Action item
Go through the listing below and show each line that has the word "tree".

Task data Start Marker

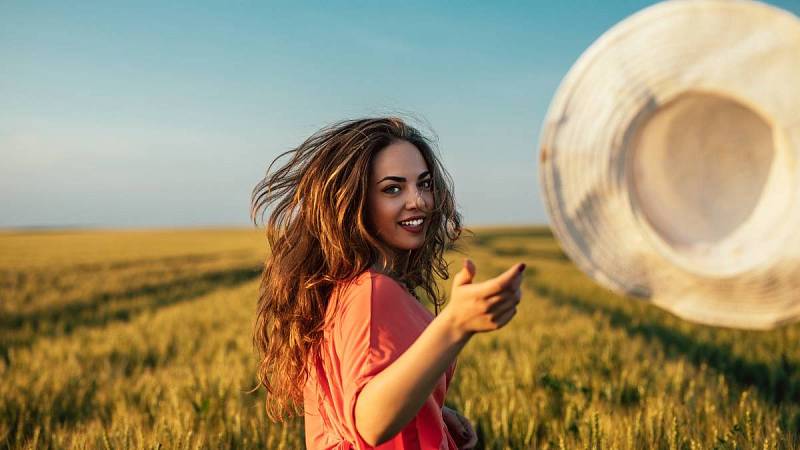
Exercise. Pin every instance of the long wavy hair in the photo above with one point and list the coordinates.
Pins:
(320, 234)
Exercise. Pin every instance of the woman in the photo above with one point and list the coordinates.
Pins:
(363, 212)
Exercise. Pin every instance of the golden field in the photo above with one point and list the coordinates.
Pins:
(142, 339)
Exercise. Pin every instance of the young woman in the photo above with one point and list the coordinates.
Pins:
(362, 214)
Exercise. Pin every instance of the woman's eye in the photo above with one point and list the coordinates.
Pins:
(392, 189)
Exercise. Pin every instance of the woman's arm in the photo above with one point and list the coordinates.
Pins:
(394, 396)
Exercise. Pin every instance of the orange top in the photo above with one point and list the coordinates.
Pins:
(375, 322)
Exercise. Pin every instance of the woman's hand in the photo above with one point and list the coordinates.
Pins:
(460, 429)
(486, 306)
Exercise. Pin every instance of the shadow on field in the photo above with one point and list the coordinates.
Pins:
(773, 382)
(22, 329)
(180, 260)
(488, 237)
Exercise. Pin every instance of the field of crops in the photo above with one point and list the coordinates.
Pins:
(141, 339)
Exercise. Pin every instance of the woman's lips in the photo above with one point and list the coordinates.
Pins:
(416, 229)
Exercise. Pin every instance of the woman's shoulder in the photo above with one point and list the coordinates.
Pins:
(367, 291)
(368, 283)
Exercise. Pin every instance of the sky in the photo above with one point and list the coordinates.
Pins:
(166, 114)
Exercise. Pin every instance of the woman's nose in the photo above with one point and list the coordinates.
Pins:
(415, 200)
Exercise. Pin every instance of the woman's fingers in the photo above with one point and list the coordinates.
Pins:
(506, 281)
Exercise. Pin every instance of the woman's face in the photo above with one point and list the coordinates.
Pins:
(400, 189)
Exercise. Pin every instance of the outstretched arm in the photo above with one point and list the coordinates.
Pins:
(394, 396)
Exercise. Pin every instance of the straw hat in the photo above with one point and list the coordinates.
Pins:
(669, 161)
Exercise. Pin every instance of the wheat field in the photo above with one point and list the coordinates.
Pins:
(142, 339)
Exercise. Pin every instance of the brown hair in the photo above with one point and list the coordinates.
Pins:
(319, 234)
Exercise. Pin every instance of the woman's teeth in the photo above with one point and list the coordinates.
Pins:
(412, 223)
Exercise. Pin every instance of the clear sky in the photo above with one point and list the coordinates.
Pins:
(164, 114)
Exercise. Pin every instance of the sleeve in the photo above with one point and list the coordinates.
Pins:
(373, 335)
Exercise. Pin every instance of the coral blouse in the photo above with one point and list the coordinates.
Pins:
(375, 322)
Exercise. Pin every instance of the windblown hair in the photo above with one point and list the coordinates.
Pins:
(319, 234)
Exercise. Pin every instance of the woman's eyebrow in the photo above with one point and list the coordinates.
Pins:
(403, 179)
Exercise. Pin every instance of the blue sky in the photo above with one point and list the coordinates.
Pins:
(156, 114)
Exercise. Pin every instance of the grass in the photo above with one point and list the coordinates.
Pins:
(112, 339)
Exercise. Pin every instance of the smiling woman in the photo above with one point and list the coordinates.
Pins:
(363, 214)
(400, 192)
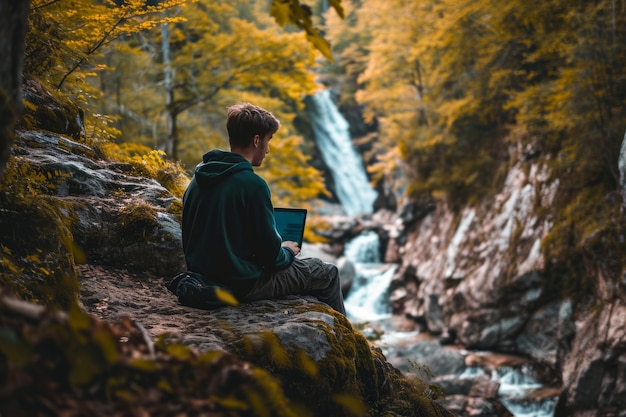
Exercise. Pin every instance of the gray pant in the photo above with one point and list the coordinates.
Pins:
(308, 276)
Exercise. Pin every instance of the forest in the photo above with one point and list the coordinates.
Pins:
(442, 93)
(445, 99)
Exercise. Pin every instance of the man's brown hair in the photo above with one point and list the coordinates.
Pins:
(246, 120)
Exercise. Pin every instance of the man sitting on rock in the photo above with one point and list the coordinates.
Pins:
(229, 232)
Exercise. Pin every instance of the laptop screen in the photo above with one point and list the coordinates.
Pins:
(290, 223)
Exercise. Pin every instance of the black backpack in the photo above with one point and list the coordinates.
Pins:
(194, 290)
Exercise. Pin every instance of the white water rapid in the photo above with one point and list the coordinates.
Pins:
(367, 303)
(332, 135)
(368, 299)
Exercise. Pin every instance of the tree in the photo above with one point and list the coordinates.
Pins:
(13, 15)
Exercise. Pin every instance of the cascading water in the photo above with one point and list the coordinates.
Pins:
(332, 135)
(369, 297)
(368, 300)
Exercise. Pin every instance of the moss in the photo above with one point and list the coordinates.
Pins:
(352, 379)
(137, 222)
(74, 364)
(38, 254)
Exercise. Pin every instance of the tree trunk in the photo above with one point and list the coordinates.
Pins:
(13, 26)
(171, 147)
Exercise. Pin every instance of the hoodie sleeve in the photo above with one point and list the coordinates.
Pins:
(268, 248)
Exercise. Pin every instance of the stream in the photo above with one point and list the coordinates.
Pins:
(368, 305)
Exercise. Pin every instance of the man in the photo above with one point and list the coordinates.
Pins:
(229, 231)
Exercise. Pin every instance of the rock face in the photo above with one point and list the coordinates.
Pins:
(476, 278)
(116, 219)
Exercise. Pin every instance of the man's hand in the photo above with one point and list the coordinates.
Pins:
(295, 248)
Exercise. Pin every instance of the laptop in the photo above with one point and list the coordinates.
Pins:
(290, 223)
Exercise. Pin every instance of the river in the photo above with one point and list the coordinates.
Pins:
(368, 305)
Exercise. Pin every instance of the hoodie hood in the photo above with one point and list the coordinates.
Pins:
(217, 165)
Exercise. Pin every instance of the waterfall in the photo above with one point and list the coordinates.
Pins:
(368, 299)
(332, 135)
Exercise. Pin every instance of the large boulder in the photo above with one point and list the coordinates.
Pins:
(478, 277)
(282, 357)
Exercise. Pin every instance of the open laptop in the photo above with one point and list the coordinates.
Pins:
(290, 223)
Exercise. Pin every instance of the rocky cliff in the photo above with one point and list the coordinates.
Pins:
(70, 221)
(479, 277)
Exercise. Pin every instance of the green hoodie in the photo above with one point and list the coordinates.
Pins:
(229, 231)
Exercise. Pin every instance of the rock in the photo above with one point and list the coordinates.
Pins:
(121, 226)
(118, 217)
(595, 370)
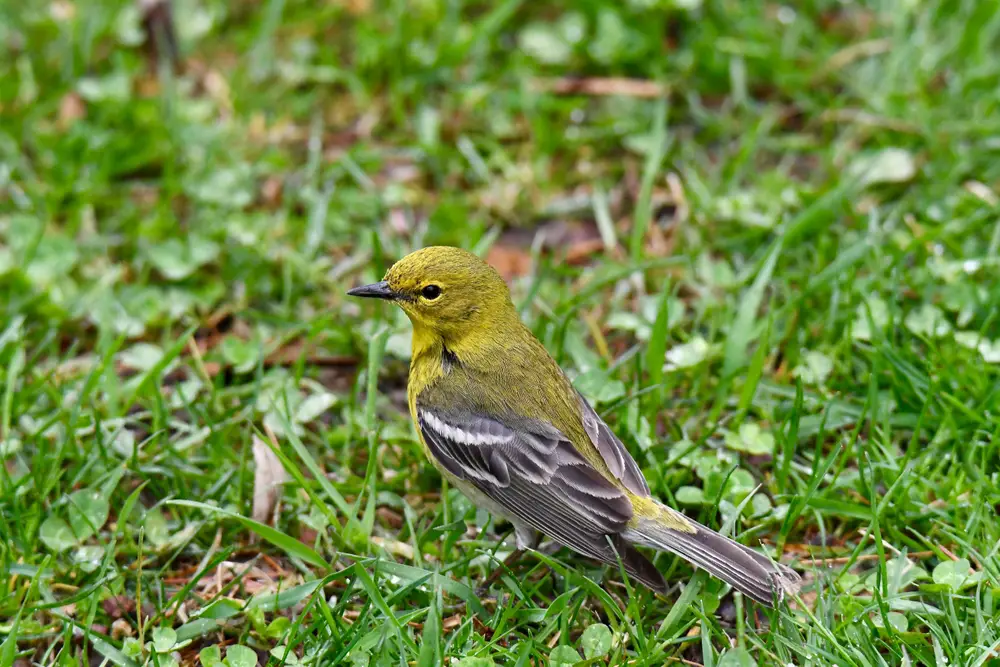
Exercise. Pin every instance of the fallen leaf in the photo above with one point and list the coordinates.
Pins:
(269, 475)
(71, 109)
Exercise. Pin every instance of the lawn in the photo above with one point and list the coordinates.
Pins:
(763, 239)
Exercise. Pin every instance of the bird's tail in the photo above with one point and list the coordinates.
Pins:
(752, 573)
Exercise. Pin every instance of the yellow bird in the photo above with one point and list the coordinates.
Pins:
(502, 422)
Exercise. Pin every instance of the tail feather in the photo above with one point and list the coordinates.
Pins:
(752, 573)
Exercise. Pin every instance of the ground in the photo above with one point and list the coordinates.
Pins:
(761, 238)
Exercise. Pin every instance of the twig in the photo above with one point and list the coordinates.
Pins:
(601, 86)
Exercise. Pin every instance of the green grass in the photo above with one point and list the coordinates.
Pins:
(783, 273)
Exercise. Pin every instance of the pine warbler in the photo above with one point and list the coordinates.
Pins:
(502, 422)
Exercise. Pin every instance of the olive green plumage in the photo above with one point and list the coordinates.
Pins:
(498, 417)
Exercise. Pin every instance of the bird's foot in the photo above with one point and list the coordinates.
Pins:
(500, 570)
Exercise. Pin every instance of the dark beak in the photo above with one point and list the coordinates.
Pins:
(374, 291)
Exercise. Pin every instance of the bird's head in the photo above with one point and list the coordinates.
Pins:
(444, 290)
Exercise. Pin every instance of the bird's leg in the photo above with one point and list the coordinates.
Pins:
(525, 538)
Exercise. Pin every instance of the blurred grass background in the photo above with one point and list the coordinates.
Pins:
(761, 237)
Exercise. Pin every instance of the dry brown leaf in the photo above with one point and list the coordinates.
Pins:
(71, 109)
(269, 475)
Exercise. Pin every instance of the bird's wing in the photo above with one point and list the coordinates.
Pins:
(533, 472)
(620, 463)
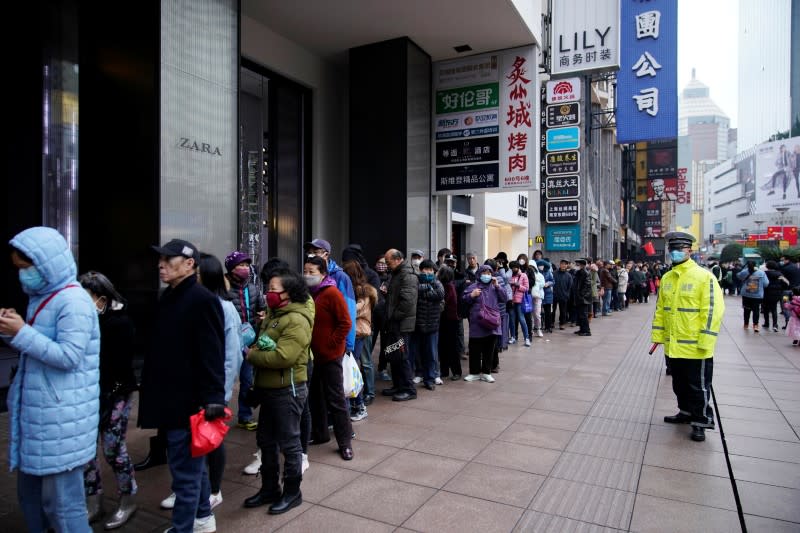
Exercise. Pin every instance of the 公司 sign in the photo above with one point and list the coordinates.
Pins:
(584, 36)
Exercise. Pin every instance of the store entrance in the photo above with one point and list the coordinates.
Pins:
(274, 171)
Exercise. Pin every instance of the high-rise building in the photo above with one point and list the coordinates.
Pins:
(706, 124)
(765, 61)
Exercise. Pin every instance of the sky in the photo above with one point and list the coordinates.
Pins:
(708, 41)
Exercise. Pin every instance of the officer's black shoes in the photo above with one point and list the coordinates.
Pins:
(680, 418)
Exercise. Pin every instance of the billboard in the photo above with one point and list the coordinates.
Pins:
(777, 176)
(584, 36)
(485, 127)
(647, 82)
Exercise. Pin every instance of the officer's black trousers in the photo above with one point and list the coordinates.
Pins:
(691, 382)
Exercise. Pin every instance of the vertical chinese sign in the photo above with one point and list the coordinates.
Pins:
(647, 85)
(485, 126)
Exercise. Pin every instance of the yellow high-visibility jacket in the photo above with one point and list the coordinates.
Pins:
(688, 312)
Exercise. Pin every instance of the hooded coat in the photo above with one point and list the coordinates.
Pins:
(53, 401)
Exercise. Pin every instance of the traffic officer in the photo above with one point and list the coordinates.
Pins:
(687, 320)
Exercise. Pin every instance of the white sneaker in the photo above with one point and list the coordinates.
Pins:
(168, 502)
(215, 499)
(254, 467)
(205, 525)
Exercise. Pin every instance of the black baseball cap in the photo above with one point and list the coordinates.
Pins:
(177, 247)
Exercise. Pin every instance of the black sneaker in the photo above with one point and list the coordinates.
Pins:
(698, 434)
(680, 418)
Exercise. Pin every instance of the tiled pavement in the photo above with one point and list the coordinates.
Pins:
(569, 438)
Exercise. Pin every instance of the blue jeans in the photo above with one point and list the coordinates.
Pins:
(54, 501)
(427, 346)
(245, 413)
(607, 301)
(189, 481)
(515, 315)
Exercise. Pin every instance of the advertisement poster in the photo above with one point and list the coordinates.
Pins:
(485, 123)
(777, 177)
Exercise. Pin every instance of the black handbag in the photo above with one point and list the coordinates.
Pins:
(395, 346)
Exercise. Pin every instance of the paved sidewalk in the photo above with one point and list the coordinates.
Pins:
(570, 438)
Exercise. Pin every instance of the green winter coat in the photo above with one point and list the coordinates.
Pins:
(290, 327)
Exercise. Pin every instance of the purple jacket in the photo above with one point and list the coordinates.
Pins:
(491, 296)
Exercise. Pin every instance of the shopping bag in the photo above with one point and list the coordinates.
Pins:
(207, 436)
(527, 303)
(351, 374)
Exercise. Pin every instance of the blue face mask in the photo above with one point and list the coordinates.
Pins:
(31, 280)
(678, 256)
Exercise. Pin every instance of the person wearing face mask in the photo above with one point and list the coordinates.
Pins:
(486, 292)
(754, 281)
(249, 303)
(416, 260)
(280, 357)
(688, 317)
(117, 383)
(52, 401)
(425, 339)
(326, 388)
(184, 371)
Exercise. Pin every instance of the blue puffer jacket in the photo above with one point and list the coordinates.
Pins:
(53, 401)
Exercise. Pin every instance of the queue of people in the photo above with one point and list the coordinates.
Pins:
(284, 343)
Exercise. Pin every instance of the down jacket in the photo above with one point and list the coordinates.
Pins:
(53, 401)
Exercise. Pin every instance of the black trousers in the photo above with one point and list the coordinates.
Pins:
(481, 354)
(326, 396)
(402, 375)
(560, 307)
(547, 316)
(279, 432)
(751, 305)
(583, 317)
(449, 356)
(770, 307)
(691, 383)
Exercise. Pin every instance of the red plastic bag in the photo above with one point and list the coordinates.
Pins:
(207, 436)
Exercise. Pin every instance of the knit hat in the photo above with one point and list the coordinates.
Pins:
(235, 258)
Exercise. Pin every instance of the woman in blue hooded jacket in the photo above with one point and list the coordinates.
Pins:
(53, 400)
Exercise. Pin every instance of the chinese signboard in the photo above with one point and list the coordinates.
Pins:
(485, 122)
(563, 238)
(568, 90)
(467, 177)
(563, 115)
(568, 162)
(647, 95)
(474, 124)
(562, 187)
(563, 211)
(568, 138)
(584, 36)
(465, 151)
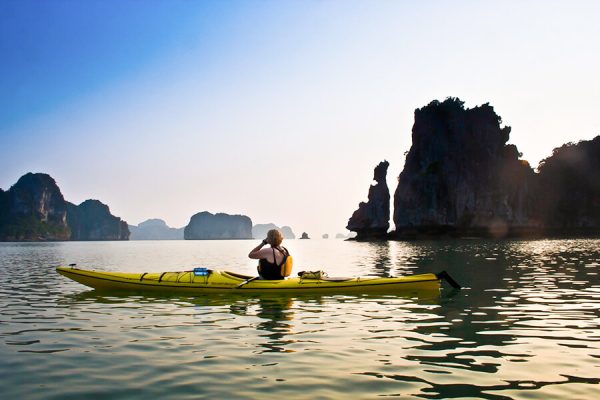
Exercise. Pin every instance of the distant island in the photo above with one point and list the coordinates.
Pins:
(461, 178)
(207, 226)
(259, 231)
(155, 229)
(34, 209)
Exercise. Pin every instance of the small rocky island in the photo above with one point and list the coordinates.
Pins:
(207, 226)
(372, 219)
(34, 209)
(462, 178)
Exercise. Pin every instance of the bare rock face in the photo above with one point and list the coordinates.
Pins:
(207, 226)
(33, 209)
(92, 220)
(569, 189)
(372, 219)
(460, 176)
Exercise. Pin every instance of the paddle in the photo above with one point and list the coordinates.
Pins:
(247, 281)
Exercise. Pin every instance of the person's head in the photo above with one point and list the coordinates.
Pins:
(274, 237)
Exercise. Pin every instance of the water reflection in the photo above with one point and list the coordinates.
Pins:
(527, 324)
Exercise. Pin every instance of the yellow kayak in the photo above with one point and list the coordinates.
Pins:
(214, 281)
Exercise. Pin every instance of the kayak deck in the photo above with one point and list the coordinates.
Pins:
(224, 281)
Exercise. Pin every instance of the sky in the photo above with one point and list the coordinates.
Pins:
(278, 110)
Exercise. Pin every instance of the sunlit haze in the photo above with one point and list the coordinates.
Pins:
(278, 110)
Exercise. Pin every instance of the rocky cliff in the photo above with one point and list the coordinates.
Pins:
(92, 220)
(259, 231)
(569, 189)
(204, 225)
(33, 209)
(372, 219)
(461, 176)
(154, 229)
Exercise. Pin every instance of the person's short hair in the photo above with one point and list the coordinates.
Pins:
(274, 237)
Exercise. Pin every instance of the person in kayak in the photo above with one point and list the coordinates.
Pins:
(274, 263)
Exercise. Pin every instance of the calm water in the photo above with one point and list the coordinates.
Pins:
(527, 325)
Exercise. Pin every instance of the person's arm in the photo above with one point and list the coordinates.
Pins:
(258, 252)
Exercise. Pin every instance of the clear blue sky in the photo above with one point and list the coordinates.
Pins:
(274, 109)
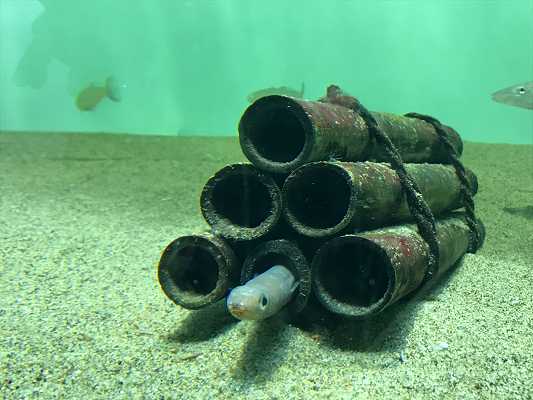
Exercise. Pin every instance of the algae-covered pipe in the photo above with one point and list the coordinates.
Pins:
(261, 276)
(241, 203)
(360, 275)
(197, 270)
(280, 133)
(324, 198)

Task data End Marker

Written response
Exercise. Pin every instance of the tree in the photo above with one point and list the coordinates.
Exercise. Pin every instance of the tree trunk in the photo above with one point and list the coordinates.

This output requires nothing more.